▸ **PROBLEM TO WORK ON**
Could you pick up the forum thread about using Ethernet from the FiOS ONT and MoCA with TiVo boxes, and write what comes after its last line?

▸ **PROVIDED TEXT**
Even with Ethernet from the ONT there is access to VOD. I've had Ethernet from my ONT since 2007 and I had access to VOD back then when I had a FiOS STB.


----------



## Time_Lord (Jun 4, 2012)

Since my original install I've been using Ethernet from the ONT, if its not configured that way now then a simply call to Verizon tech support and they can change it remotely.

I have completely removed the actiontec router from my network as well. For STBs I have 
1 - Roamio Plus
1 - Premier (2 tuner)
1 - Verizon box

In my case I still needed MoCA for the verizon box to that it can reach back to its mothership for tv guide data, caller id and whatever else it needs internet connectivity for.

Normally the Actiontec will supply MoCA connectivity for the verizon box, I instead removed the Actiontec and simply enabled MoCA bridging on the Roamio plus. rebooted the verizon box, verified it got the IP address I expected and everything was happy.

My reason for removing the Actiontec? I have a problem giving somebody else the keys to my network, in this case Verizon can still control the actiontec router remotely, reset your password, your WiFi etc, and although I don't think my network is that interesting to Verizon I didn't want to have the ability out there. Plus I had some issues with the Actiontec and not working properly with certain outgoing ports.


----------



## dcpmark (Feb 8, 2006)

I had no idea I could lose the Fios router!! You know, for someone considered by my friends and family to be so technically proficient, sometimes I'm pretty dense. Don't laugh when you hear what I've got going on since 2007. 

My Fios install has Ethernet from the ONT, which goes into the Fios Router, which I connected to my AirPort Extreme for my wireless (turned off the Actiontech wireless, of course). In January I got tired of the performance of a purely wireless network sustaining so many TiVOs, computers via Airport Expresses, and mobile devices that I decided to go MoCA. 

NOT knowing the Fios router itself does MoCA, I purchased a bunch of Actiontech MoCA adapters, and connected one to the Fios router to generate a MoCA network. All the TiVO used Actiontech adapters as well. When I got my Roamio Pro + Minis to replace the older Tivos, I just plugged everything in and they all worked perfectly, NOT knowing that the Roamio Pro can generate its own MoCA network!

One of these days I'll have to get rid of everything I never needed.


----------



## sangs (Jan 1, 2003)

Time_Lord said:


> Since my original install I've been using Ethernet from the ONT, if its not configured that way now then a simply call to Verizon tech support and they can change it remotely.

▸ **ENTRIES SHOWN**
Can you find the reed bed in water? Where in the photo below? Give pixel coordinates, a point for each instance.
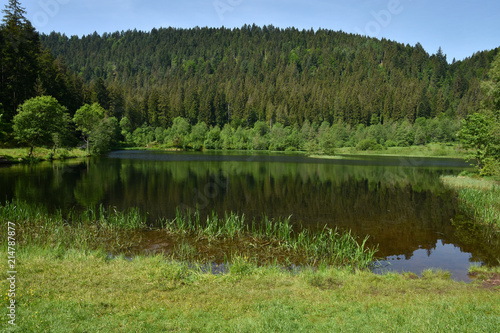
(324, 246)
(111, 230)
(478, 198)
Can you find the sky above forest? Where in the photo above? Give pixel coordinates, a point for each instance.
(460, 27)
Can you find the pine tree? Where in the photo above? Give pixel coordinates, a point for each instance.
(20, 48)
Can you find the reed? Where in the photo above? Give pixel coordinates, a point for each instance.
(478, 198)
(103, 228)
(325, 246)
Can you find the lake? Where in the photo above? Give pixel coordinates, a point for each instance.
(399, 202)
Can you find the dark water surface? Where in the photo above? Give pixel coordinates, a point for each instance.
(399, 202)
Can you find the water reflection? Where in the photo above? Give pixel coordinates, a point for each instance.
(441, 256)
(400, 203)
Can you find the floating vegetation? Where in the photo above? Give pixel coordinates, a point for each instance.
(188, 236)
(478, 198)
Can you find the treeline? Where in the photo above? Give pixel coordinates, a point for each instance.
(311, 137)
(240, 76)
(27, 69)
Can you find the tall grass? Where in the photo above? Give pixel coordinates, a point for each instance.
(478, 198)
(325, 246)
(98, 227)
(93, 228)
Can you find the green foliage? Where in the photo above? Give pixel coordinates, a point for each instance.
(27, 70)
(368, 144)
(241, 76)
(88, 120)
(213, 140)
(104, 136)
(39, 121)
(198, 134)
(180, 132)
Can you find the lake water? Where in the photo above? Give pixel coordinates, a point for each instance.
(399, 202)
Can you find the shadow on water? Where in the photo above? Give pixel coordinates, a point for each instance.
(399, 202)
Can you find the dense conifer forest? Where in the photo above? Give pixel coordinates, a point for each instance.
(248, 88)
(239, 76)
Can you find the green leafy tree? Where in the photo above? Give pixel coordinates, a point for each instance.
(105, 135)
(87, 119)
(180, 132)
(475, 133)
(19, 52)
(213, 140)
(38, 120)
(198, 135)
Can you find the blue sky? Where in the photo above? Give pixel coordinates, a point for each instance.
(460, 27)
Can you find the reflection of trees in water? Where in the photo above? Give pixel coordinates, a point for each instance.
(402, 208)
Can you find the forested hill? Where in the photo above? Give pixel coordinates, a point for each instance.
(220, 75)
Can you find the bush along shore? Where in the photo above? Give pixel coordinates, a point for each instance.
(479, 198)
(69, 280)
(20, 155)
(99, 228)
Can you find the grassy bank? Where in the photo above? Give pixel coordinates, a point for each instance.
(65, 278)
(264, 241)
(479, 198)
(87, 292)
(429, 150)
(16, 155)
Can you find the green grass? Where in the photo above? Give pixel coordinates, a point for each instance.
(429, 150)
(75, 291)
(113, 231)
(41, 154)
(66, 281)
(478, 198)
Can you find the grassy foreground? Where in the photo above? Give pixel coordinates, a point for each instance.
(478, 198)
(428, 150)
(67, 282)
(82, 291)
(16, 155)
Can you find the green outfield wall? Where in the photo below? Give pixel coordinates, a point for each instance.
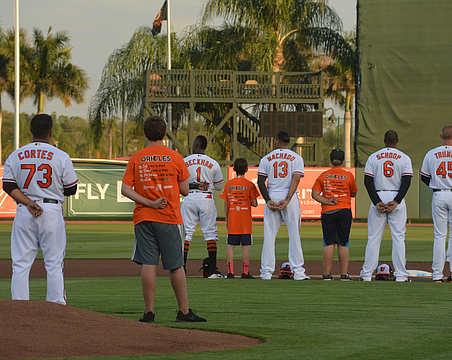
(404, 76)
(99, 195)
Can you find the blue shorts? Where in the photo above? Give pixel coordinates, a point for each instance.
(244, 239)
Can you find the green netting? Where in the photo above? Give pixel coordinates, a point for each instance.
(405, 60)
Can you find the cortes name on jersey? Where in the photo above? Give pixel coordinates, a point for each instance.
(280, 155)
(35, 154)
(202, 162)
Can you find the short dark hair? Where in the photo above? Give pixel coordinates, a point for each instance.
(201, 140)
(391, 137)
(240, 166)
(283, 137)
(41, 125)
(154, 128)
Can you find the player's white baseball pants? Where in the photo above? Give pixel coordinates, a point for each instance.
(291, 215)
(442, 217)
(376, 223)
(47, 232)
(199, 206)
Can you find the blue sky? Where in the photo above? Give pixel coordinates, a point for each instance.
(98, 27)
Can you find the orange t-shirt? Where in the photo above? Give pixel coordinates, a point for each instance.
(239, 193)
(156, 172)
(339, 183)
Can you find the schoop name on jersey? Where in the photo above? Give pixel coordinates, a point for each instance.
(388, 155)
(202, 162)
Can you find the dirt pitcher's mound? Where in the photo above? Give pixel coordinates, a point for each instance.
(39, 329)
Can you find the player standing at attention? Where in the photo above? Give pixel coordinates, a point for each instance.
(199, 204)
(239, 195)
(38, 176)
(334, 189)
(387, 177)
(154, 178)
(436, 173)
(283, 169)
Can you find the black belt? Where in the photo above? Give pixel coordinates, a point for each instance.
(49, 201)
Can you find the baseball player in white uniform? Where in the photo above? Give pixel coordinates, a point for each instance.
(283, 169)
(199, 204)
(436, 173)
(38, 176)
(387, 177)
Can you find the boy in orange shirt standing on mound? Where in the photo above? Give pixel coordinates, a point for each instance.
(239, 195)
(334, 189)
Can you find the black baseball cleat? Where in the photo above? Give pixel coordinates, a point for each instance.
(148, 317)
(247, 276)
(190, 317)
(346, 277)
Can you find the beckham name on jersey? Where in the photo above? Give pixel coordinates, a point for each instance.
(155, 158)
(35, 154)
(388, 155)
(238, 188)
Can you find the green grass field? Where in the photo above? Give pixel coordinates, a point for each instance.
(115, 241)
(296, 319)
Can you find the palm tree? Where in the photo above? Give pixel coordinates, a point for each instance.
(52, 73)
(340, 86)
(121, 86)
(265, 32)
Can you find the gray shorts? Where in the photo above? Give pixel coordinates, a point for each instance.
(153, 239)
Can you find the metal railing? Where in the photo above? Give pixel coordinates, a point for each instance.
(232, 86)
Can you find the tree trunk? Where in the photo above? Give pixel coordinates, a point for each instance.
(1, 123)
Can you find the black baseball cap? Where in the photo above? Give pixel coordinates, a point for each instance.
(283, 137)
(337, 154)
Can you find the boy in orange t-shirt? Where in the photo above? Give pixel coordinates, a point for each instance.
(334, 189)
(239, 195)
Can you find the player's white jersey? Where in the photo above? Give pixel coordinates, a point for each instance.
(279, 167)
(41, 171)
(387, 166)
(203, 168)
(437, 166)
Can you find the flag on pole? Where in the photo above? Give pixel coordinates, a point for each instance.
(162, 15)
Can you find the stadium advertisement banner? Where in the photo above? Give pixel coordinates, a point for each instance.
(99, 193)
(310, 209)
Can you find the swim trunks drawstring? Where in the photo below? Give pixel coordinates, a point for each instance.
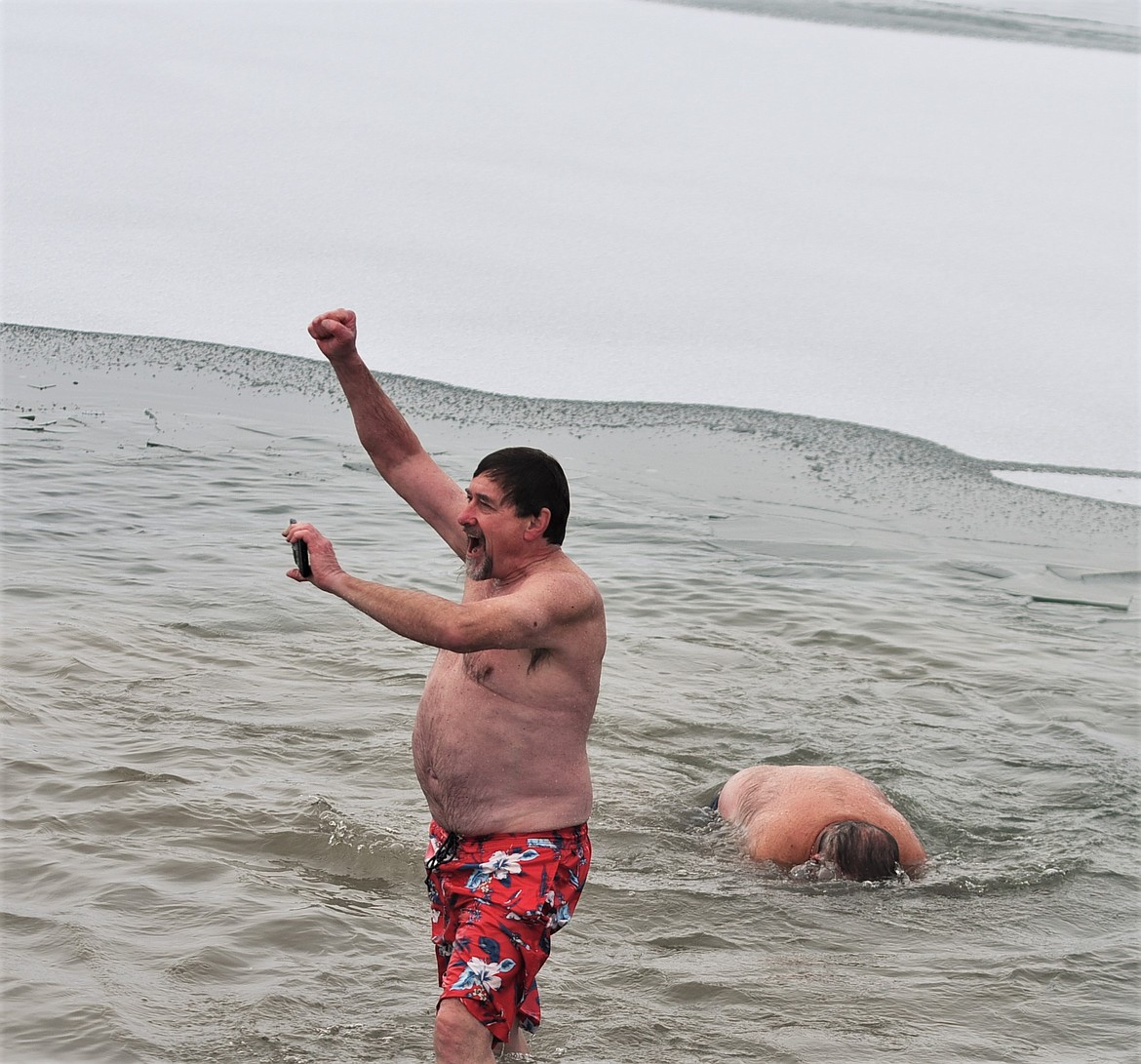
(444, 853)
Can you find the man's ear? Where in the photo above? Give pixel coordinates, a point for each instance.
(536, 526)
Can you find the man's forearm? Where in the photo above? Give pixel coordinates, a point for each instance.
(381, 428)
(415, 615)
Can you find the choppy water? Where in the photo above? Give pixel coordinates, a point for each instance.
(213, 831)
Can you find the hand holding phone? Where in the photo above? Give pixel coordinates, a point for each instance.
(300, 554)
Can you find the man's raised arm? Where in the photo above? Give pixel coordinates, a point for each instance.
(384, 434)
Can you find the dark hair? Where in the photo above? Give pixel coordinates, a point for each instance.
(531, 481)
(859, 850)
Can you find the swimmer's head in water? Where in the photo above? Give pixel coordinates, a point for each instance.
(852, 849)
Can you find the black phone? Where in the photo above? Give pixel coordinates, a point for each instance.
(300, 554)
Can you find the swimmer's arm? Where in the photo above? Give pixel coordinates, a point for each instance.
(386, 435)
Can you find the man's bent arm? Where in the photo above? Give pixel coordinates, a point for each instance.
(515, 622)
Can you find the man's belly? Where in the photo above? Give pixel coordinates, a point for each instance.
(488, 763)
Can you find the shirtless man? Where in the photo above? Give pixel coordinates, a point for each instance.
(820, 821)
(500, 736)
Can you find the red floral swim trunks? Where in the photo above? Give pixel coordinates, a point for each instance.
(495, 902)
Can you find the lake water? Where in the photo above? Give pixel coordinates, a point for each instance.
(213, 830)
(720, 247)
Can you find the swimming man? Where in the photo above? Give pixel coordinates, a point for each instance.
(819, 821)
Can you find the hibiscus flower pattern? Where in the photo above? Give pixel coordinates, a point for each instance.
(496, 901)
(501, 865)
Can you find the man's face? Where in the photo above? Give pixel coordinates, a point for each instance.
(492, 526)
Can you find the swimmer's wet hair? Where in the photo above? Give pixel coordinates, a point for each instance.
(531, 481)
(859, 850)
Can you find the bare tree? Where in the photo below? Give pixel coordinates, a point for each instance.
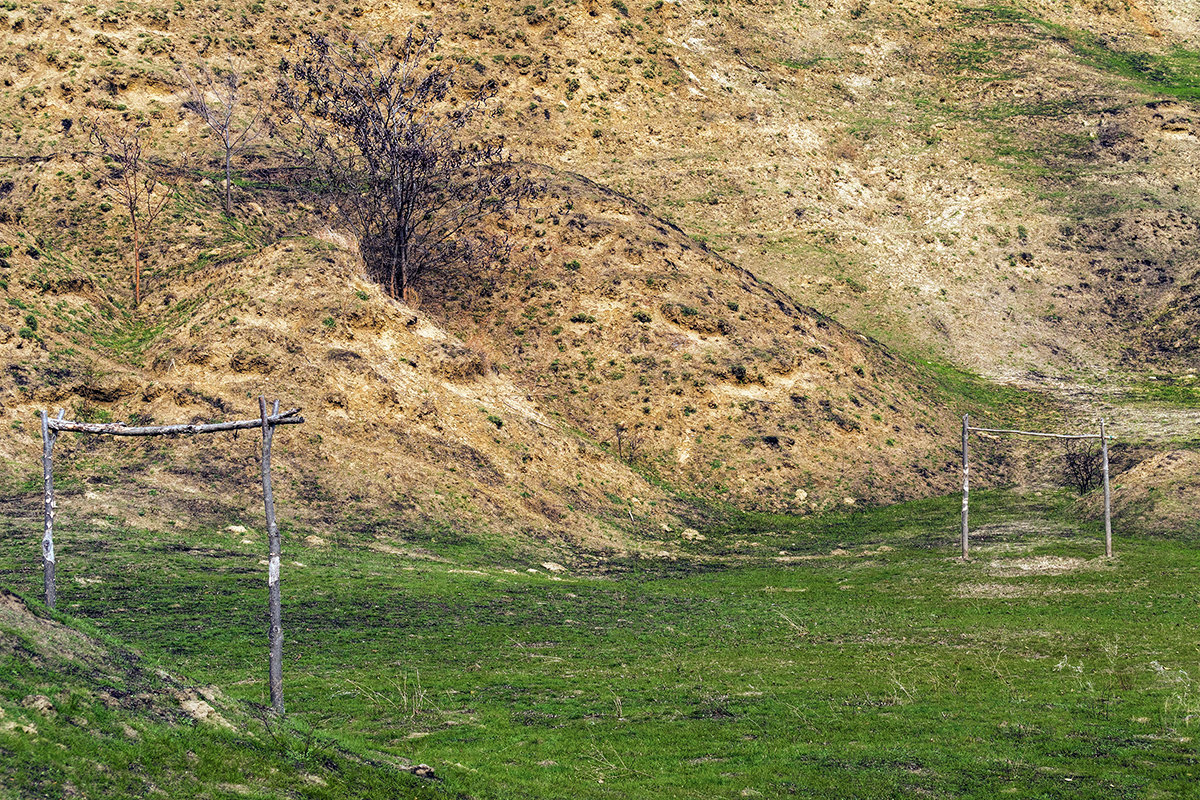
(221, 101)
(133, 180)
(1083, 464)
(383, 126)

▸ **FINAL RESULT**
> 
> I have completely removed the actiontec router from my network as well. For STBs I have
> 1 - Roamio Plus
> ...


That's an eye-opener for me. I have one FiOS box remaining in my setup (free DVR for life), which is why I thought I needed to keep the Actiontech. My service has been provisioned for ethernet for a while now, but I thought the coax connection to the Actiontech was necessary for the FiOS DVR/STB to work correctly. The thing has always been a bit flaky for my liking. Hmmm...


----------



## cherrytree (Feb 10, 2007)

Thank you all for your wisdom, particularly socrplyr. Since I don't need a MoCA bridge and I won't have a Verizon STB, I'll just get rid of the Actiontec router. My Fios install is happening this Thursday, and I'll let the installer install the Actiontec router but make him do an Ethernet connection to the ONT. That way I can get rid of the Actiontec router at a later date.


----------



## beobuff (Feb 7, 2009)

cherrytree said:


> Since I don't need a MoCA bridge and I won't have a Verizon STB, I'll just get rid of the Actiontec router. My Fios install is happening this Thursday, and I'll let the installer install the Actiontec router but make him do an Ethernet connection to the ONT. That way I can get rid of the Actiontec router at a later date.


I did the same thing two years ago when I had FIOS installed: Ethernet from the ONT to the Actiontec, on which the radio is disabled, then Ethernet only on the LAN side to two (now three) Apple Time Capsules, serving c. 25 wired and wireless devices. I have three Tivos in use and no VZ DVRs. I am paying only for base 15/5 Internet service from FIOS, but consistently get 25/5, which is not too shabby and perfectly adequate for my needs.

FWIIW, at the time of installation, I had the FIOS installer, who was very accommodating, also try an Ethernet only set-up without the Actiontec, using one of the Time Capsules in its place to assign addresses. For some reason that neither of us could fathom, the Internet speeds were unacceptably slow. Apparently the Apple router wouldn't play nice with the ONT. I have a one-piece indoor-only ONT, rather than the two-piece indoor/outdoor ONT used for some other FIOS installations. When we went back to using the Actiontec, the Internet speeds came back to 25/5. So I have continued to use the Actiontec as the primary router with the radio function disabled and use the Apple units for wi-fi distribution.

Final comment: about a year ago, I was having some temporary Internet speed issues, and VZ sent me a new Actiontec router via Fedex Overnight to try which was one model newer, all without charge. Eventually turned out the problem was not in my setup but external. VZ told me to keep the new router and the old one as well, so now I have the original router as a backup if it is ever needed. Can't ask for better customer service that that. VZ service is pricey, but well worth it for the technical excellence and great service. I wouldn't go back to Comcast for any reason, ever.


----------



## jeff526 (Dec 3, 2013)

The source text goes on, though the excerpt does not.